### [Work to do]
Please copy the listing below word for word, line by line, and leave out the pictures.

### [Exercise data]
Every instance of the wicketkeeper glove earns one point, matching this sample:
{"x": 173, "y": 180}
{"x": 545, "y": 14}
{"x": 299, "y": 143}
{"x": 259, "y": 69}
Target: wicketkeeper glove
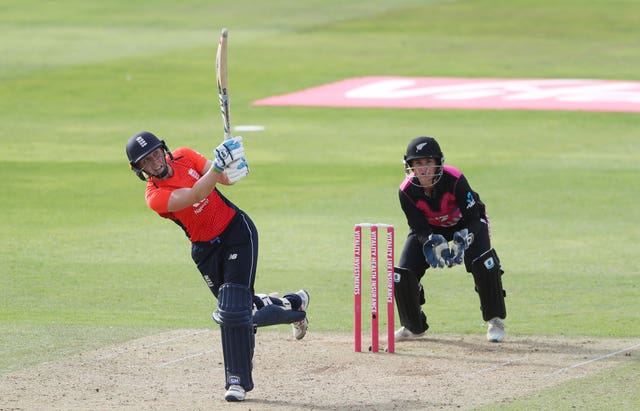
{"x": 237, "y": 170}
{"x": 227, "y": 152}
{"x": 436, "y": 251}
{"x": 458, "y": 245}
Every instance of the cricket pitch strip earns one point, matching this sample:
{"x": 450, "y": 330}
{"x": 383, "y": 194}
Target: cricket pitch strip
{"x": 183, "y": 369}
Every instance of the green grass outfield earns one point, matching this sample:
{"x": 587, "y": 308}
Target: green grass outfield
{"x": 85, "y": 263}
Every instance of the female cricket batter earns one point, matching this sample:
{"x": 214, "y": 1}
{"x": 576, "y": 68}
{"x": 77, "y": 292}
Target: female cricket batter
{"x": 181, "y": 186}
{"x": 440, "y": 206}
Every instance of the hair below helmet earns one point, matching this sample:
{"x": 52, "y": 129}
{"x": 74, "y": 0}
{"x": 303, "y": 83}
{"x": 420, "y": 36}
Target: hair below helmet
{"x": 141, "y": 145}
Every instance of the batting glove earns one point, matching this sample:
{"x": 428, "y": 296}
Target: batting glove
{"x": 436, "y": 251}
{"x": 237, "y": 170}
{"x": 458, "y": 245}
{"x": 227, "y": 152}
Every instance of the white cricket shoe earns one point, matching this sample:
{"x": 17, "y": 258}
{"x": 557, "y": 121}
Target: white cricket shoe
{"x": 495, "y": 330}
{"x": 402, "y": 334}
{"x": 235, "y": 393}
{"x": 300, "y": 327}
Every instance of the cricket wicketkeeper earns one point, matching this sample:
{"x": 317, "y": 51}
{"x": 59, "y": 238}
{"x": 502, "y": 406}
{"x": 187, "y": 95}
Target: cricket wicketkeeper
{"x": 440, "y": 206}
{"x": 181, "y": 186}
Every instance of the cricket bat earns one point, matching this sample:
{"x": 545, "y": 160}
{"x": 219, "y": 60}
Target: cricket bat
{"x": 222, "y": 76}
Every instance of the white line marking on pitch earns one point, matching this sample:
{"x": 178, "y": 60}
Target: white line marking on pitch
{"x": 249, "y": 127}
{"x": 186, "y": 357}
{"x": 119, "y": 352}
{"x": 495, "y": 367}
{"x": 602, "y": 357}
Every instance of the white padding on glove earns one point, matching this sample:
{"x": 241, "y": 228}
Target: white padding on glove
{"x": 458, "y": 245}
{"x": 237, "y": 170}
{"x": 436, "y": 251}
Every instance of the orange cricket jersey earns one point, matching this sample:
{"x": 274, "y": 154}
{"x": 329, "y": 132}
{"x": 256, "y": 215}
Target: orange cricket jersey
{"x": 202, "y": 221}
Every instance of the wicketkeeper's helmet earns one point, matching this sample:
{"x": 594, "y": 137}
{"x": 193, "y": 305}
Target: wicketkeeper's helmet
{"x": 424, "y": 147}
{"x": 141, "y": 145}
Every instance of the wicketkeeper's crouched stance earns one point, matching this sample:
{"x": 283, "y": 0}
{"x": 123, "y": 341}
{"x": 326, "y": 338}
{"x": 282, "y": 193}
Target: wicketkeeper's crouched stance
{"x": 440, "y": 206}
{"x": 181, "y": 186}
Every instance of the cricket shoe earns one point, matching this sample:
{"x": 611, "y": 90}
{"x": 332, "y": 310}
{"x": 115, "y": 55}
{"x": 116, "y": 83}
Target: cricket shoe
{"x": 403, "y": 334}
{"x": 300, "y": 327}
{"x": 235, "y": 393}
{"x": 495, "y": 330}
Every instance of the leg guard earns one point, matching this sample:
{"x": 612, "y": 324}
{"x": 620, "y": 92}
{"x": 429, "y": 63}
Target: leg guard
{"x": 409, "y": 297}
{"x": 236, "y": 327}
{"x": 487, "y": 277}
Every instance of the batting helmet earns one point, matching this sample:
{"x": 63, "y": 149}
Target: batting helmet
{"x": 141, "y": 145}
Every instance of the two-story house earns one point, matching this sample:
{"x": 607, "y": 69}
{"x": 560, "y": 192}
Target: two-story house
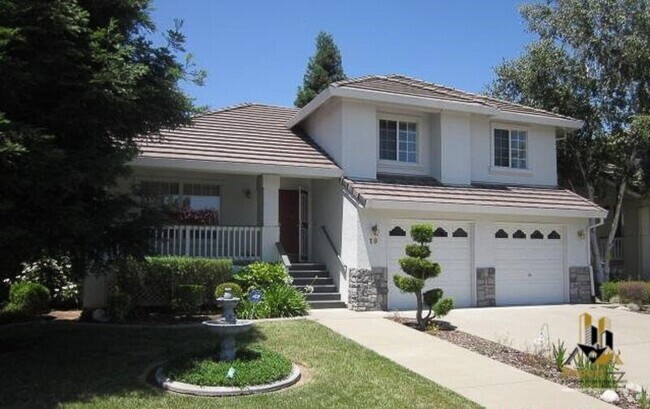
{"x": 340, "y": 181}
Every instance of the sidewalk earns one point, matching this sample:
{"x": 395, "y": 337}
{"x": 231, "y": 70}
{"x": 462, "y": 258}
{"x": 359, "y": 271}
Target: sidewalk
{"x": 478, "y": 378}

### [Exercise answer]
Every instance of the wicketkeeper glove earns one point, matching this sample:
{"x": 173, "y": 180}
{"x": 545, "y": 14}
{"x": 299, "y": 143}
{"x": 259, "y": 69}
Target: wicketkeeper glove
{"x": 237, "y": 170}
{"x": 227, "y": 152}
{"x": 436, "y": 251}
{"x": 458, "y": 245}
Every instance of the cricket pitch strip earns one point, matching this sample:
{"x": 450, "y": 330}
{"x": 383, "y": 194}
Target: cricket pitch strip
{"x": 183, "y": 369}
Every instance of the green grass outfield earns one point, matching this sample:
{"x": 587, "y": 308}
Target: green grass outfield
{"x": 85, "y": 263}
Every instance of the female cricket batter earns one point, matching this sample:
{"x": 214, "y": 1}
{"x": 576, "y": 68}
{"x": 77, "y": 292}
Target: female cricket batter
{"x": 181, "y": 186}
{"x": 440, "y": 206}
Every instance of the hair below helmet earns one point, matching this sample:
{"x": 52, "y": 129}
{"x": 74, "y": 0}
{"x": 303, "y": 83}
{"x": 420, "y": 36}
Target: hair below helmet
{"x": 141, "y": 145}
Every instance of the batting glove earns one point, matching this sample:
{"x": 428, "y": 296}
Target: batting glove
{"x": 436, "y": 251}
{"x": 237, "y": 170}
{"x": 458, "y": 245}
{"x": 227, "y": 152}
Every instance of the white cricket shoe earns one point, matching this sample:
{"x": 17, "y": 258}
{"x": 557, "y": 121}
Target: white cricket shoe
{"x": 495, "y": 330}
{"x": 402, "y": 334}
{"x": 235, "y": 393}
{"x": 300, "y": 327}
Every instance of the cricket wicketkeeper earns one point, matching this sample:
{"x": 317, "y": 51}
{"x": 59, "y": 238}
{"x": 502, "y": 406}
{"x": 187, "y": 95}
Target: cricket wicketkeeper
{"x": 440, "y": 206}
{"x": 181, "y": 186}
Every instance of the cricket bat earns one point, matching this sample:
{"x": 545, "y": 160}
{"x": 219, "y": 60}
Target: cricket bat
{"x": 222, "y": 76}
Every instance of the white line marking on pitch earns one point, matching this sample:
{"x": 178, "y": 60}
Target: white line marking on pitch
{"x": 249, "y": 127}
{"x": 186, "y": 357}
{"x": 119, "y": 352}
{"x": 495, "y": 367}
{"x": 602, "y": 357}
Every instance of the white padding on glove earns one point, matching this sample:
{"x": 241, "y": 228}
Target: white padding on glove
{"x": 458, "y": 245}
{"x": 237, "y": 170}
{"x": 436, "y": 251}
Every instance of the orange cricket jersey earns one point, matching this sample:
{"x": 274, "y": 154}
{"x": 329, "y": 132}
{"x": 256, "y": 215}
Target: orange cricket jersey
{"x": 202, "y": 221}
Every instance of the wicketkeeper's helmet earns one point, matching this sample:
{"x": 594, "y": 137}
{"x": 193, "y": 305}
Target: wicketkeeper's helmet
{"x": 424, "y": 147}
{"x": 141, "y": 145}
Every instance of the wicketkeeper's crouched stance earns one point, matching this sample:
{"x": 283, "y": 0}
{"x": 123, "y": 341}
{"x": 326, "y": 338}
{"x": 282, "y": 193}
Target: wicketkeeper's crouched stance
{"x": 440, "y": 206}
{"x": 181, "y": 186}
Every instance of the cricket shoe earns one point, matching this sample:
{"x": 611, "y": 90}
{"x": 332, "y": 310}
{"x": 115, "y": 55}
{"x": 116, "y": 83}
Target: cricket shoe
{"x": 403, "y": 334}
{"x": 300, "y": 327}
{"x": 235, "y": 393}
{"x": 495, "y": 330}
Every instance of the leg guard earns one point, matching this sample:
{"x": 612, "y": 324}
{"x": 620, "y": 92}
{"x": 429, "y": 63}
Target: leg guard
{"x": 409, "y": 297}
{"x": 236, "y": 327}
{"x": 487, "y": 277}
Every instance of the batting helmet earns one point, matching this sample:
{"x": 63, "y": 149}
Target: batting helmet
{"x": 141, "y": 145}
Every instance of the two-story house earns one point, matching this sample:
{"x": 607, "y": 69}
{"x": 560, "y": 192}
Target: two-story house
{"x": 340, "y": 181}
Every instance of the sidewalk earns one point, matching this sample:
{"x": 395, "y": 337}
{"x": 231, "y": 70}
{"x": 462, "y": 258}
{"x": 359, "y": 271}
Target: sidewalk
{"x": 478, "y": 378}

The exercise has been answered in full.